What the exercise asks >>
Pick out and copy every line of the material below that contains the string "grandstand", counting only matches with the same case.

-- Raw data start --

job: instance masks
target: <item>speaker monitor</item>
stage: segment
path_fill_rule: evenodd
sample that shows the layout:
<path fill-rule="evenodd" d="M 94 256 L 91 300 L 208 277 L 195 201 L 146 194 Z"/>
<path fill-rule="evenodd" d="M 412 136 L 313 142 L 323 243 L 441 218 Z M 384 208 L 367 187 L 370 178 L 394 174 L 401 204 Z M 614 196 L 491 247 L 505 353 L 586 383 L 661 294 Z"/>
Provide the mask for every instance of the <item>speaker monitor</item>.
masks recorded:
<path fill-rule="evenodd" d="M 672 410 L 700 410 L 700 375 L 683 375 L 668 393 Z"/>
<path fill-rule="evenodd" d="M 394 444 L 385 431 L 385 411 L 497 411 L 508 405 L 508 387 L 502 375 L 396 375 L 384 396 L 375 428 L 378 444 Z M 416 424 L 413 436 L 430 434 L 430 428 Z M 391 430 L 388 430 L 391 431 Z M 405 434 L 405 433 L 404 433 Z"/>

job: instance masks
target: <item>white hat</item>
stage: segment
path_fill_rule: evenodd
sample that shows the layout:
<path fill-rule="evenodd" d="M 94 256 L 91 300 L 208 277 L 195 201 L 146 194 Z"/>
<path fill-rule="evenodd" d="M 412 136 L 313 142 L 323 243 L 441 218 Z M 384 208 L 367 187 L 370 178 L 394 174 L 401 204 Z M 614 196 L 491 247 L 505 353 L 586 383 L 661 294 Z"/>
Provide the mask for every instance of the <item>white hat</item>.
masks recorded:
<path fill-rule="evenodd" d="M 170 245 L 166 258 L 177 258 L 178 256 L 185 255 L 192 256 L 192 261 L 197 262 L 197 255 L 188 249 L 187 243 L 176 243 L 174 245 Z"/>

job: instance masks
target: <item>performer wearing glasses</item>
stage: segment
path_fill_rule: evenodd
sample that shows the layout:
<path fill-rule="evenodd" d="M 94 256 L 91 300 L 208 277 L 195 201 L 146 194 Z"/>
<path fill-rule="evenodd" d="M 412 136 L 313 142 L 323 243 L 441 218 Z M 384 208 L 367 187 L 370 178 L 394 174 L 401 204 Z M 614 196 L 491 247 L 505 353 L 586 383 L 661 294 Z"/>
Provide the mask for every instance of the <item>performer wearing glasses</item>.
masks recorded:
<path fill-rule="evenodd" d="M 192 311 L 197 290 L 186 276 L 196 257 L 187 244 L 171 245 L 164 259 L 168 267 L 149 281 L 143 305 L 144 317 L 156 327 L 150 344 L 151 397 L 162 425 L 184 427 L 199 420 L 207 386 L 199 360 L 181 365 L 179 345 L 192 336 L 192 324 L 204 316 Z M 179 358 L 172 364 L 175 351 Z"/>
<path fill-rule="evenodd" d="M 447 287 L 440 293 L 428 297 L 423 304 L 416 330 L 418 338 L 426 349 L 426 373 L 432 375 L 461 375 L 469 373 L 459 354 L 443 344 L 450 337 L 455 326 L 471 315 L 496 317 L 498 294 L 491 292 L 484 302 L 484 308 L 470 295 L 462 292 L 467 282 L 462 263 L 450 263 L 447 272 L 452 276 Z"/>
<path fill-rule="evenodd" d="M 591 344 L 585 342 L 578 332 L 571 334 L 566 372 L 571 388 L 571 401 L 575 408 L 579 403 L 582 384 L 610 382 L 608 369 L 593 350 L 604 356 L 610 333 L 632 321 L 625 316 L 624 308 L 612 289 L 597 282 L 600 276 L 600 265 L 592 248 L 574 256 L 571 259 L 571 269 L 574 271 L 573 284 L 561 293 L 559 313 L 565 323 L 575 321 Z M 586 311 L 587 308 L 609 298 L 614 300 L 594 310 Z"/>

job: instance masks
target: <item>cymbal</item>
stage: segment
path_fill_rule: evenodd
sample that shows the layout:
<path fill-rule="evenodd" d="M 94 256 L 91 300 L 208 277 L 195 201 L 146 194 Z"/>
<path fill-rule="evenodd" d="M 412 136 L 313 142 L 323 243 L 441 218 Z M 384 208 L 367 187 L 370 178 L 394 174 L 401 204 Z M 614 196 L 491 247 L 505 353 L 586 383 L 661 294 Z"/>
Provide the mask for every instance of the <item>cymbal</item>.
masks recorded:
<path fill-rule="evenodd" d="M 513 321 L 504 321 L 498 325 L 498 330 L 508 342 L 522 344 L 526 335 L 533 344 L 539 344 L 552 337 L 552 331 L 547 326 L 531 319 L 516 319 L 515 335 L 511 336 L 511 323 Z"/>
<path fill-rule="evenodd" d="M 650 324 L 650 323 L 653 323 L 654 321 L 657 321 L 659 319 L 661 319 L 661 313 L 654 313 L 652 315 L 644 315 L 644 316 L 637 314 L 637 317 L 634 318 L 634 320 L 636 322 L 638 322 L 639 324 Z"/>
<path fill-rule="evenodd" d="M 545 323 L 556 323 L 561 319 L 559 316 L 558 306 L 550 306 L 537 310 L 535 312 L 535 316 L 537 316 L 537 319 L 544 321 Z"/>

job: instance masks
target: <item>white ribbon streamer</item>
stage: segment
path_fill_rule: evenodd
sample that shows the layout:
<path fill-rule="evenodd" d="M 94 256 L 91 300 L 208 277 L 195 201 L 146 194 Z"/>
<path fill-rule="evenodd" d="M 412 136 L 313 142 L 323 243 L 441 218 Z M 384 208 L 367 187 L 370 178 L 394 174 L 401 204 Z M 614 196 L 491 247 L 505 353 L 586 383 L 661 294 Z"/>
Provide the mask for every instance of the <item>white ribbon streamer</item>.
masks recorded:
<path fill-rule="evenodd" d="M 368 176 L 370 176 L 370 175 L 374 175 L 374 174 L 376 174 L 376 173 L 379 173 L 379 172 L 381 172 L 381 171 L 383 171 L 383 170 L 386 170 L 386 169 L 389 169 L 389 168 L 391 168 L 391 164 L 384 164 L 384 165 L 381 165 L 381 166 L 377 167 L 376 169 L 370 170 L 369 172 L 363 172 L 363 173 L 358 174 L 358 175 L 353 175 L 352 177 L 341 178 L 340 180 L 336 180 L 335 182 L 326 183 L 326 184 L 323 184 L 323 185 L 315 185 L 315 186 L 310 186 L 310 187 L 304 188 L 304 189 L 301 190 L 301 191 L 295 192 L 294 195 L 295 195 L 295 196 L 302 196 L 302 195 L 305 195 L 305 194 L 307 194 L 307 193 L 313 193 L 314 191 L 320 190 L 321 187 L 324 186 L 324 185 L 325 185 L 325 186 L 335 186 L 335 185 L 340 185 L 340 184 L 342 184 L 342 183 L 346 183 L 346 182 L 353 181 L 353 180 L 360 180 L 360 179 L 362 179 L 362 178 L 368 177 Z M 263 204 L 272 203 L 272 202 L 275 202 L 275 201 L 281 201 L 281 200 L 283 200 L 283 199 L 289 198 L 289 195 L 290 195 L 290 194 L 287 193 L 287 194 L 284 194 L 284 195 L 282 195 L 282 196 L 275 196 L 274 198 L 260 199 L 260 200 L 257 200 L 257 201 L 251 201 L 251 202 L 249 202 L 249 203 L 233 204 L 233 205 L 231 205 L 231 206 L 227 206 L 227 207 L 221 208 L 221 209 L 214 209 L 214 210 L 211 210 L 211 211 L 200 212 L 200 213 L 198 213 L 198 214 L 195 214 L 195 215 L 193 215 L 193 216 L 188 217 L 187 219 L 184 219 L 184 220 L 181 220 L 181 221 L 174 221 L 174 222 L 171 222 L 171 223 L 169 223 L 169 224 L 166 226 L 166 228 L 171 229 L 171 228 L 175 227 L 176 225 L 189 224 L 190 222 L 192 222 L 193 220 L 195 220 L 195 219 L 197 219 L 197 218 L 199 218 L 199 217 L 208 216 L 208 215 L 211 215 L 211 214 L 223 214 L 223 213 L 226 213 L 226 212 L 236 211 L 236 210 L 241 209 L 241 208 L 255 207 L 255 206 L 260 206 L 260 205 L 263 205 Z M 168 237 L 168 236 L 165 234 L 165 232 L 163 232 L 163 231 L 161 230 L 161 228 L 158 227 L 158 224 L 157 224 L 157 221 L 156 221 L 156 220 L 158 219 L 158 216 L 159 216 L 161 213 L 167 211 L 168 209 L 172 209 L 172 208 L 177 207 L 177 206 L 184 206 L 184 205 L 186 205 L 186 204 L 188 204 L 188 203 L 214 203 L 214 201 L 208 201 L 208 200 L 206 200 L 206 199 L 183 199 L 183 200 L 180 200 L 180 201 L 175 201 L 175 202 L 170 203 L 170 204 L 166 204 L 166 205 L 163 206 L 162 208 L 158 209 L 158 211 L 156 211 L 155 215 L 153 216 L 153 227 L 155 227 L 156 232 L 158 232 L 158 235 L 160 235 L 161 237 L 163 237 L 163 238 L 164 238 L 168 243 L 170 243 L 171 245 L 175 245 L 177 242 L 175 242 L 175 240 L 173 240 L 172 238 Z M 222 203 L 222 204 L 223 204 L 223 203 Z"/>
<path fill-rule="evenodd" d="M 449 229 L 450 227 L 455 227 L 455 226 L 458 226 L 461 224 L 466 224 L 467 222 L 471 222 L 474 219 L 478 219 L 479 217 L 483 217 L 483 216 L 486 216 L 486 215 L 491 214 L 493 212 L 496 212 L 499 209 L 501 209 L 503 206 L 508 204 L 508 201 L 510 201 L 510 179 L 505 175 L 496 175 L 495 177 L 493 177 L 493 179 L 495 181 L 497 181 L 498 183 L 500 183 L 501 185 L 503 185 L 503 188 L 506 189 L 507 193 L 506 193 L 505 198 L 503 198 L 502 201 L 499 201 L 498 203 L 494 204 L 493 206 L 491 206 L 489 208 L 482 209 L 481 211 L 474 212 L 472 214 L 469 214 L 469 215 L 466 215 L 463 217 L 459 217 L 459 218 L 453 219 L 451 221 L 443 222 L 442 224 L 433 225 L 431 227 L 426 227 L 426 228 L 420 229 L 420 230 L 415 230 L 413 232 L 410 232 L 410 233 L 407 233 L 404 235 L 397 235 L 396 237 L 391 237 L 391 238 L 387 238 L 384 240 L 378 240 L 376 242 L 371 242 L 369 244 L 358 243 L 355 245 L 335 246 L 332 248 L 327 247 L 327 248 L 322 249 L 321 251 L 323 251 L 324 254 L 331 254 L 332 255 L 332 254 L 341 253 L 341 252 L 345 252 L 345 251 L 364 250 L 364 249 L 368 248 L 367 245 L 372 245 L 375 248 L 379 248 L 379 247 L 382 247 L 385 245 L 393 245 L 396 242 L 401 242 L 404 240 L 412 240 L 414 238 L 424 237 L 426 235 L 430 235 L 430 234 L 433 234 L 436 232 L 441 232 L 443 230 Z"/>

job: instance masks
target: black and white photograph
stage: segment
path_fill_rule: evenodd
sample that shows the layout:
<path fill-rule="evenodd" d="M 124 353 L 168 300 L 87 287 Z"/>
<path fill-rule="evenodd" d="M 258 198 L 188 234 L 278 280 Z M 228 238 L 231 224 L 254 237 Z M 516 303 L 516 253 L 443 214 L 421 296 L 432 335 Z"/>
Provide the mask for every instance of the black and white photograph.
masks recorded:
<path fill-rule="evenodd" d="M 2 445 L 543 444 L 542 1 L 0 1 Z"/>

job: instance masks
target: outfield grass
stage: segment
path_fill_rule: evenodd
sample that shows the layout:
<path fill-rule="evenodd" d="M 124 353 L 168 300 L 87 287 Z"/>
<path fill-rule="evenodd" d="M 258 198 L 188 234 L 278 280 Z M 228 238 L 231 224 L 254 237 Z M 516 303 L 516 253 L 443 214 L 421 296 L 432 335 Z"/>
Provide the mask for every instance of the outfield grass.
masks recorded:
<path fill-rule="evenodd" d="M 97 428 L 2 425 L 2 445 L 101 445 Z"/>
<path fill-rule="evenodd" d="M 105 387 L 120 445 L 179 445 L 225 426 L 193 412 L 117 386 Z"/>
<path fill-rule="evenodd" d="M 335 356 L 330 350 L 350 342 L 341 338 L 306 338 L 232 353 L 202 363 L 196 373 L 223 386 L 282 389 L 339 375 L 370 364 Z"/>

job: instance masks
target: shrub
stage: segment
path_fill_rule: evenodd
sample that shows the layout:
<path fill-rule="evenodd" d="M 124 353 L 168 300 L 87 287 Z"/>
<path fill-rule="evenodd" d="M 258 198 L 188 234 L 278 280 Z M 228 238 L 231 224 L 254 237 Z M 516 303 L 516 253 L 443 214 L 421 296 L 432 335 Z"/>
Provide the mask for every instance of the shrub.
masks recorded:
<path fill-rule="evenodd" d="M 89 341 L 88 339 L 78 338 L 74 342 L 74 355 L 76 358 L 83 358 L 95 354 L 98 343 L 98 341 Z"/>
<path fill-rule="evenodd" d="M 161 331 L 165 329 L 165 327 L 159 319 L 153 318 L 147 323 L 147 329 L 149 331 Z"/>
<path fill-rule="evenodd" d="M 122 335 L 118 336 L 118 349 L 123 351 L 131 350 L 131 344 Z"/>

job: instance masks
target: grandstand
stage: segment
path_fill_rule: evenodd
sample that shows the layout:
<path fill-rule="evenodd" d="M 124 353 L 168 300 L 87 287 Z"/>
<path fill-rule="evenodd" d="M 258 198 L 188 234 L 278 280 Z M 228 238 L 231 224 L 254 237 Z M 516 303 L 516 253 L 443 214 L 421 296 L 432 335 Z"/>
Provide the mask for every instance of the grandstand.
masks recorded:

-- Raw data end --

Solution to this problem >>
target: grandstand
Provide the mask for every instance of the grandstand.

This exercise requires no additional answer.